**Task prompt:** Retype every line of the listing below exactly as it appears, leaving the pictures out of your answer.

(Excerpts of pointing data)
────────────────────

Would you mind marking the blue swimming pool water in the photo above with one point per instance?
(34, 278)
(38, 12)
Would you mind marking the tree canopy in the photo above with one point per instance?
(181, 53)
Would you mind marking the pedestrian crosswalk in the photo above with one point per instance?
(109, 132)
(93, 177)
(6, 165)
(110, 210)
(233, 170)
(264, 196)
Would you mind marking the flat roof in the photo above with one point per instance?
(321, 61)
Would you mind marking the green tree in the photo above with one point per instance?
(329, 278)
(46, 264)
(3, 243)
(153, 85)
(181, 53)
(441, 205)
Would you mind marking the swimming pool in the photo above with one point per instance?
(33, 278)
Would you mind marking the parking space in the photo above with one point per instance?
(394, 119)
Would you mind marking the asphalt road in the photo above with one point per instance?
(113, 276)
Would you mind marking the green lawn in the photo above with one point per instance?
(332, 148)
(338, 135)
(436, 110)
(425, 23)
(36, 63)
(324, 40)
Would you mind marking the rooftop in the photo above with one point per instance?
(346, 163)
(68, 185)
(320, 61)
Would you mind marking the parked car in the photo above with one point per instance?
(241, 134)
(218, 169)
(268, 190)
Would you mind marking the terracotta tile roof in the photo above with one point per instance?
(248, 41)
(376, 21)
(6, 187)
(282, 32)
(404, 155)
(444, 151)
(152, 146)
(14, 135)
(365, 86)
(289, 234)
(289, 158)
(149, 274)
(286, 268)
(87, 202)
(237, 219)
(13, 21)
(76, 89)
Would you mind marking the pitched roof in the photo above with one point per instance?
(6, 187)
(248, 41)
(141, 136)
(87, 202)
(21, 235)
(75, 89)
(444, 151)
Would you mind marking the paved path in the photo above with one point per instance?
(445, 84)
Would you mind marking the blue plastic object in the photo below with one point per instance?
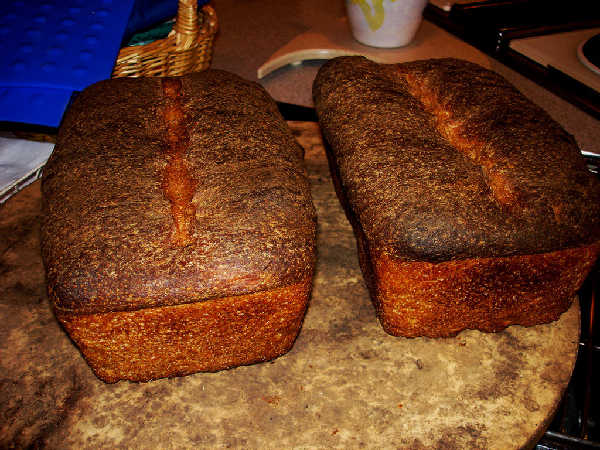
(52, 48)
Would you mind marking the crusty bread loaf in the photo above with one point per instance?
(179, 230)
(472, 208)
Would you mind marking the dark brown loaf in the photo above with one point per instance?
(179, 231)
(472, 207)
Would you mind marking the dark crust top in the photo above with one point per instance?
(111, 201)
(443, 159)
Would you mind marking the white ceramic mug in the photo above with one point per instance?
(385, 23)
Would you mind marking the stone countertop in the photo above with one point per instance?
(252, 31)
(344, 384)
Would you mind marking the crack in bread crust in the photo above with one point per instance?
(451, 128)
(177, 184)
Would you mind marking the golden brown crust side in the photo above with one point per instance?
(182, 339)
(164, 192)
(471, 207)
(488, 294)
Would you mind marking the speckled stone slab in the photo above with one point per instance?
(345, 383)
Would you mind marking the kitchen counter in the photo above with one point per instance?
(345, 383)
(250, 32)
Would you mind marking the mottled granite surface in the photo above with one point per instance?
(345, 383)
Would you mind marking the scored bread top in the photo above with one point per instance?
(169, 191)
(443, 159)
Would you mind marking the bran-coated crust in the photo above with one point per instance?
(465, 193)
(179, 230)
(108, 229)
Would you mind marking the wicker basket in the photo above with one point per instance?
(187, 48)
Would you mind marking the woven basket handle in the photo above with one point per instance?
(186, 26)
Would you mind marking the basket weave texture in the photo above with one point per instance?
(187, 48)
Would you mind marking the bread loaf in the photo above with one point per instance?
(179, 231)
(472, 208)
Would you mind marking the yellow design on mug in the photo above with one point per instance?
(374, 18)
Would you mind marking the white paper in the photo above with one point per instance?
(21, 163)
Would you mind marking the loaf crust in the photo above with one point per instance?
(472, 208)
(165, 194)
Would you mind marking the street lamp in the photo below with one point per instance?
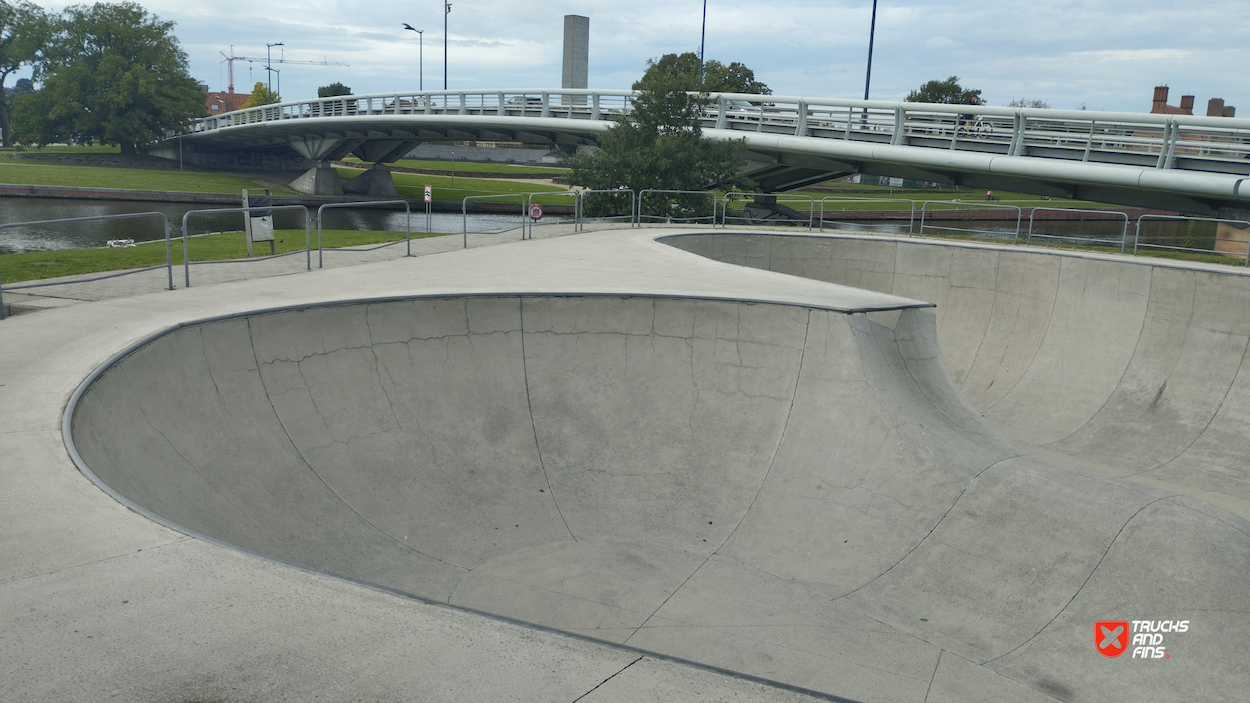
(871, 33)
(269, 63)
(703, 39)
(420, 54)
(446, 10)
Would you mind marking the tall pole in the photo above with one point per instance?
(703, 39)
(446, 10)
(269, 63)
(871, 33)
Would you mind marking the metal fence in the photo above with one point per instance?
(408, 227)
(988, 233)
(911, 210)
(186, 252)
(778, 200)
(1190, 240)
(169, 253)
(676, 205)
(1094, 238)
(464, 210)
(604, 213)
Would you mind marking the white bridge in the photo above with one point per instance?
(1193, 164)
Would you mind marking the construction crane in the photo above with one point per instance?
(231, 58)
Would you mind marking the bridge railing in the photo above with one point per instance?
(1164, 141)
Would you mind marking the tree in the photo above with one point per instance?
(261, 95)
(716, 76)
(333, 89)
(24, 30)
(945, 91)
(660, 145)
(109, 73)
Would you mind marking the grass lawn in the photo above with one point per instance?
(33, 173)
(469, 166)
(35, 265)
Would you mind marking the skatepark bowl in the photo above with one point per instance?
(864, 505)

────────────────────

**Written solution:**
Would you mind marking the blue swimming pool water in the photo above with one point per instance?
(34, 278)
(38, 12)
Would you mind marking the tree canopy in the photo above with one point per instance?
(181, 53)
Would you mind marking the pedestrian crosswalk in the photo above with one point per instance?
(109, 132)
(93, 177)
(6, 165)
(110, 210)
(233, 170)
(264, 196)
Would you mind marking the flat roof in the photo above with one point per instance?
(321, 61)
Would you mind marking the green tree in the photo above with one point per instance?
(329, 278)
(46, 264)
(3, 243)
(153, 85)
(181, 53)
(441, 205)
Would you mind marking the swimming pool in the photo above with one point per instance?
(33, 278)
Would you mind marking the parking space in the photo above with one point per instance?
(394, 119)
Would you mind marking the asphalt road in the photo above with one point per instance?
(113, 276)
Would you mind marking the green lawn in the photo above with one point per instance?
(332, 148)
(338, 135)
(436, 110)
(425, 23)
(36, 63)
(324, 40)
Would you mind marking the rooftop in the photo above with one point per instance?
(346, 163)
(68, 185)
(320, 61)
Would you mind marking the parked car in the photo above with one point per instance?
(241, 134)
(218, 169)
(268, 190)
Would you mind marking the terracotta tile roof in the photo above with one point per instance?
(248, 41)
(376, 21)
(6, 187)
(282, 32)
(404, 155)
(444, 151)
(152, 146)
(14, 135)
(365, 86)
(289, 234)
(289, 158)
(149, 274)
(286, 268)
(87, 202)
(237, 219)
(13, 21)
(76, 89)
Would you mind marking the pitched roof in the photo above with one point per instance?
(6, 187)
(248, 41)
(141, 136)
(87, 202)
(21, 235)
(75, 89)
(444, 151)
Would you mind marking the paved path in the photo above with one point per instance?
(445, 84)
Would you mind marking the blue plastic object in the photo below with one point per instance?
(52, 48)
Would you mind marking the crusty bread loaf in the photo above with one point per instance?
(179, 230)
(472, 208)
Would you mind marking the dark brown loaf in the photo above with one point per instance?
(179, 231)
(472, 207)
Would you mind marking the dark crust top in the photo above with one point per instance?
(111, 201)
(443, 159)
Would you mind marking the white ceramic mug in the photo above with one point per instance?
(385, 23)
Would you mind marking the stone countertop in the photo above with one point per instance?
(252, 31)
(344, 384)
Would you mind marking the crack in bread crust in the photo above with one point per instance?
(451, 128)
(177, 184)
Would you mind marking the golden brown crust side in the photo above with one point per instance?
(182, 339)
(164, 192)
(471, 207)
(488, 294)
Would you mind marking the speckled stone slab in the photo above with one point per instance?
(345, 383)
Would you mind marking the kitchen counter in the photo above with one point per instance?
(345, 383)
(250, 32)
Would you mind marking the mottled granite surface in the photo above with one point per instance?
(345, 383)
Would you mind marking the scored bread top in the photo above with one point per instance?
(169, 191)
(443, 159)
Would you mind marking the bran-coated crust in the photo above with one point per instance?
(465, 193)
(179, 230)
(108, 229)
Would you mind marking the wicker basket in the photo above with one point per instance?
(187, 48)
Would you mind marking the woven basket handle in the photo above with one point per instance?
(186, 26)
Would you mind marking the basket weave texture in the photo above with one point per instance?
(187, 48)
Would you mind marking the bread loaf in the photo above with one point per instance?
(179, 231)
(472, 208)
Would you mind marking the yellow design on mug in the photo above with one point per instance?
(374, 18)
Would you mind marking the white paper in the photo above with one point per instance?
(21, 163)
Would you mind marking the loaf crust in the photo above with one point per instance?
(472, 208)
(165, 194)
Would you mind marking the street lamp in the photo below with one point per instance?
(871, 33)
(269, 63)
(703, 39)
(420, 54)
(446, 10)
Would you mind marking the tall pole in the photo above with one point per instance?
(703, 39)
(446, 10)
(269, 63)
(871, 33)
Would you mind marking the metal fence in the photo above with one point per instance?
(408, 227)
(988, 233)
(911, 210)
(186, 252)
(778, 200)
(1190, 240)
(169, 253)
(676, 205)
(1094, 238)
(464, 210)
(604, 213)
Would you mind marking the white bridge in the photo above with one point per instance?
(1193, 164)
Would you mind marking the construction crane in the photo above with one point per instance?
(231, 58)
Would you mind marking the bridge railing in the photo above with one point per instance?
(1164, 141)
Would you mind marking the tree in the photo above with one point per instance?
(261, 95)
(716, 76)
(333, 89)
(24, 30)
(945, 91)
(660, 145)
(109, 73)
Would you mind marking the grass lawn in the photo above with one point per instance?
(33, 173)
(469, 166)
(35, 265)
Would you mind marking the skatepark bowl in the photo above with one point per instance?
(864, 505)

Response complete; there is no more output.